**SHORT EXERCISE 1:**
Repeat the Barbra Streisand passage word for word from "It was kind" up to and including "as prime minister.".
**SHORT EXERCISE 2:**
According to the Barbra Streisand passage, in which city did Streisand shoot her film "Yentl"?
**SHORT EXERCISE 3:**
List the activities named in the last sentence of the Barbra Streisand passage.

**TEXT PROVIDED:**
________________

Countless millions of people around the world have heard Barbra Streisand sing, whether it be on recordings, on stage or on the screen. Hearing her talk about her personal life and her career is a much less frequent occurrence - and that's where our Rita Braver comes in:
"Oh, I'd love a spot of tea . . . " said Barbra.
"I would love to pour," said Braver.
"Thank you, dear."
It was kind of a dream ... pouring Barbra Streisand tea in London, where she told me she shot her film "Yentl."
"Everyone treated me, as a first-time director, woman director, with such great respect," she said, "because they had the queen in a powerful position, and they had Margaret Thatcher as prime minister.
"So what was a little woman/actress director? Nothing!"
"Well, no one would ever call Barbra Streisand "nothing."
She's been one of the biggest stars in the world for more than 40 years . . . singing, acting, clowning, directing.

________________

(Boundary annotation records)
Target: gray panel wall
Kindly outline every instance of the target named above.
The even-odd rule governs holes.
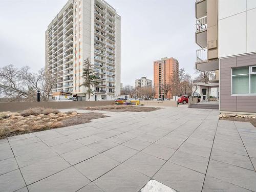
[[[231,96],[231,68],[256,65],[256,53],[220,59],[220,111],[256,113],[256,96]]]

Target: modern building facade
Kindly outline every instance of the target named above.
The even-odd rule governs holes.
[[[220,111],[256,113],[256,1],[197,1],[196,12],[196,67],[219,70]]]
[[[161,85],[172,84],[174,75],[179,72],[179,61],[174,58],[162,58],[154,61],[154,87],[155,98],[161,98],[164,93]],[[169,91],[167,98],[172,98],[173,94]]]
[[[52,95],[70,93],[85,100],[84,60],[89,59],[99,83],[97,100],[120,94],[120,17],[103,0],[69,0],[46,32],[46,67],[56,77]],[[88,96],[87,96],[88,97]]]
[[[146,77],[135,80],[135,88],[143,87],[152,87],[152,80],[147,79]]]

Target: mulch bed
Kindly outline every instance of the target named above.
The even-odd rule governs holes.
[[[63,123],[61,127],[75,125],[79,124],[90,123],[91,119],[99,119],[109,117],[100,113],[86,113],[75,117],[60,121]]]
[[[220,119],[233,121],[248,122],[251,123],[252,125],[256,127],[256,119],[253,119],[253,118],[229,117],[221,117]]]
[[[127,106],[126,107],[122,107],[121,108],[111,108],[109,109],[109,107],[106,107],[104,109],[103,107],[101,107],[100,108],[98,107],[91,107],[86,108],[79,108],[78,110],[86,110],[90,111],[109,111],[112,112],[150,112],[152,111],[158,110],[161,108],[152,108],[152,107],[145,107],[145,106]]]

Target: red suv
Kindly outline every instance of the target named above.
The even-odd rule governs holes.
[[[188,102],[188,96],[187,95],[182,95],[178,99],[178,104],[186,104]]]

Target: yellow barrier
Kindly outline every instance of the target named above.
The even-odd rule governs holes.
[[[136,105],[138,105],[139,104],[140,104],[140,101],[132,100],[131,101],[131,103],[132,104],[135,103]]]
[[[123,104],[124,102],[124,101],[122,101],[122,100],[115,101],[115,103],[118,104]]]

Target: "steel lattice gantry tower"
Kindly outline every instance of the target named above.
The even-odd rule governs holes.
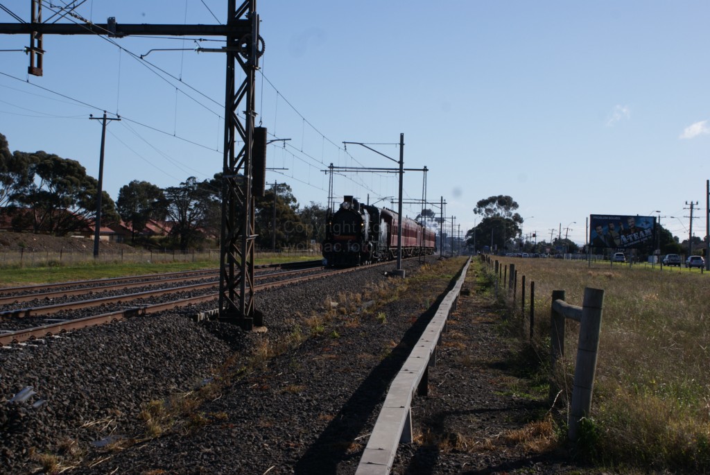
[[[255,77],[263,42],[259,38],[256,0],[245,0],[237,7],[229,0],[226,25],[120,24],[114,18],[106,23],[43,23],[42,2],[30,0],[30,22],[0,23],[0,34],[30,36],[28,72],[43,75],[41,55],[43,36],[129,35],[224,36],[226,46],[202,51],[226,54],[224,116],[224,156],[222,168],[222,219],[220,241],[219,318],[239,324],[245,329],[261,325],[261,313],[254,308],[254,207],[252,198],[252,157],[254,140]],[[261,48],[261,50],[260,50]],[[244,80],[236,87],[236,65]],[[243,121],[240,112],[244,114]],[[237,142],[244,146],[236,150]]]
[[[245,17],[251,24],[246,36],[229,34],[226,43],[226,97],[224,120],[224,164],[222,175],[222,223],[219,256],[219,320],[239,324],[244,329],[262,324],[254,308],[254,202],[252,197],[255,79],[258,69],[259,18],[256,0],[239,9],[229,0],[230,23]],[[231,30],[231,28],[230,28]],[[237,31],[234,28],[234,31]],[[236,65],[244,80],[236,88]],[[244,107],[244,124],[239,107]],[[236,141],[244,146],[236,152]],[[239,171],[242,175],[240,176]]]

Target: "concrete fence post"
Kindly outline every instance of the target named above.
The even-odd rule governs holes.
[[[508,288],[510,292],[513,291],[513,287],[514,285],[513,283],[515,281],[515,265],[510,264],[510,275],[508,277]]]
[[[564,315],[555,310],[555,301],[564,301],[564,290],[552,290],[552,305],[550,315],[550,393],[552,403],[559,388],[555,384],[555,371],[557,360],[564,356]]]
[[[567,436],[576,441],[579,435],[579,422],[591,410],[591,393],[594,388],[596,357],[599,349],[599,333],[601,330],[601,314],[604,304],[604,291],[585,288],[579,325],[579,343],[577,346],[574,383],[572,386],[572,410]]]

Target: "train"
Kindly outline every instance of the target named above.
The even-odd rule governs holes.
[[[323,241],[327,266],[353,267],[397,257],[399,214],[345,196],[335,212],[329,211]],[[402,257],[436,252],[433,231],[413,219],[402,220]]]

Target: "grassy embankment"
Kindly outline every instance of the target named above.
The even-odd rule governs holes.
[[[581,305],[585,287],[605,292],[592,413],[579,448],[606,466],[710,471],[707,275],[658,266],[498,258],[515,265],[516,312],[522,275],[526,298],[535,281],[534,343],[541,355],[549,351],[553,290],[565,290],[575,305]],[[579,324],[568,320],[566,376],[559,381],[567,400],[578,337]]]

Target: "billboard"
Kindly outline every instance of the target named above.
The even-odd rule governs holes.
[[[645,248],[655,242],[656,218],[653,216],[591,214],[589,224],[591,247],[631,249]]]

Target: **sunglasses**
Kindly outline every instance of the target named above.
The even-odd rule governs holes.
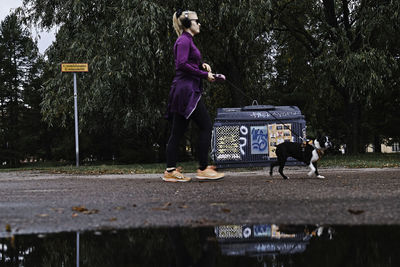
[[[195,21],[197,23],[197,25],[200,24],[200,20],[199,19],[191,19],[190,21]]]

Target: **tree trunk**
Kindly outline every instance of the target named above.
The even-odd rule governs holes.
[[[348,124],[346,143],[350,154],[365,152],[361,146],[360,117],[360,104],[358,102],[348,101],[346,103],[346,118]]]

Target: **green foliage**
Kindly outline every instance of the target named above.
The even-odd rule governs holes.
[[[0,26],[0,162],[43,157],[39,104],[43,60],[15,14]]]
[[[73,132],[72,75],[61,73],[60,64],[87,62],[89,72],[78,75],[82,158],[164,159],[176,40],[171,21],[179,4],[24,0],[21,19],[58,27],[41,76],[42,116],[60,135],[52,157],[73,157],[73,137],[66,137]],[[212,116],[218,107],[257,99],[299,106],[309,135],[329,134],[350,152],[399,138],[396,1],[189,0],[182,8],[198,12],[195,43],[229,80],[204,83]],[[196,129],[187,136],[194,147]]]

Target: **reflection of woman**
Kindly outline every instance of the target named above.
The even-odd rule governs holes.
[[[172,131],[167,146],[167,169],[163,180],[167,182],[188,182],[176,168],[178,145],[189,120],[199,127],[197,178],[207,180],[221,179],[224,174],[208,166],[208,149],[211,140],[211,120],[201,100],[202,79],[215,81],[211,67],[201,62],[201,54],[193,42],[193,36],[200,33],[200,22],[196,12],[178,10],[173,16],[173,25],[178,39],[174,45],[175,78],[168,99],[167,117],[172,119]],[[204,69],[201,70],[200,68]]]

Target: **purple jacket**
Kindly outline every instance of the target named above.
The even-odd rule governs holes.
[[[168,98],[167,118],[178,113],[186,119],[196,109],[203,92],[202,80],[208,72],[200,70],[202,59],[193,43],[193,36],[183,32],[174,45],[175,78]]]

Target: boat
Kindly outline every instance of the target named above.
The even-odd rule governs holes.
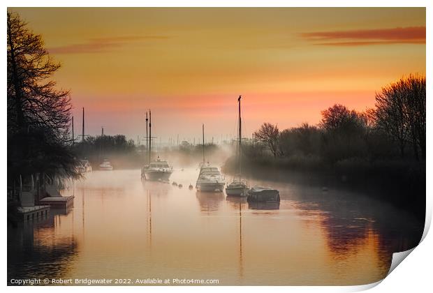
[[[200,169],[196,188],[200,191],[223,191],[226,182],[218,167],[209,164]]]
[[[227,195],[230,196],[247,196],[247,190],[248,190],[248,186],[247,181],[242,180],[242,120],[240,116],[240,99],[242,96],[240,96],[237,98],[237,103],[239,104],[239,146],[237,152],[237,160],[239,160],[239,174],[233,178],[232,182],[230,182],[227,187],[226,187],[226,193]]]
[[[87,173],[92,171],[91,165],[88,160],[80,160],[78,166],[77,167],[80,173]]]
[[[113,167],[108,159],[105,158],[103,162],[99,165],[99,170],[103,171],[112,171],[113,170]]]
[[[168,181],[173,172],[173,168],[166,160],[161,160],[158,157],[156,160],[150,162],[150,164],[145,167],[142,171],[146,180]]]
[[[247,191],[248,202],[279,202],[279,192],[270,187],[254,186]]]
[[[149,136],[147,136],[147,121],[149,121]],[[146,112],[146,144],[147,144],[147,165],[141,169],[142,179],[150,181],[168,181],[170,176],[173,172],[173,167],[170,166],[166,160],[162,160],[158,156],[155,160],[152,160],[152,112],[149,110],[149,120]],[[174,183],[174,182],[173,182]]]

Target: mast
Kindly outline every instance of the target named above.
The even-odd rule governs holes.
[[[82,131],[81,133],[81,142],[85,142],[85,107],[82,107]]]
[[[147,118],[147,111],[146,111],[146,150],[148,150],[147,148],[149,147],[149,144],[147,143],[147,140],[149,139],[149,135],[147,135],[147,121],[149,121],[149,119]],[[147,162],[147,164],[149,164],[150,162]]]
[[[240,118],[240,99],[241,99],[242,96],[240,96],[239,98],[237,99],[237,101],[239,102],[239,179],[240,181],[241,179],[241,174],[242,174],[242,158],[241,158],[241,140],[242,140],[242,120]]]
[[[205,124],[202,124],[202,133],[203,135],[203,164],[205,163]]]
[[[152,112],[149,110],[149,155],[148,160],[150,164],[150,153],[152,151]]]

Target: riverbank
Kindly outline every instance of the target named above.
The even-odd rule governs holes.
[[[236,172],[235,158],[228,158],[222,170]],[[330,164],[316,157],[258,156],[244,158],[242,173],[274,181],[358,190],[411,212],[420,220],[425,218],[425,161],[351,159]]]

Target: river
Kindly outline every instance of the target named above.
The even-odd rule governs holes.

________________

**FULL RESPONSE 1:**
It was kind of a dream ... pouring Barbra Streisand tea in London, where she told me she shot her film "Yentl."
"Everyone treated me, as a first-time director, woman director, with such great respect," she said, "because they had the queen in a powerful position, and they had Margaret Thatcher as prime minister.

**FULL RESPONSE 2:**
London

**FULL RESPONSE 3:**
singing, acting, clowning, directing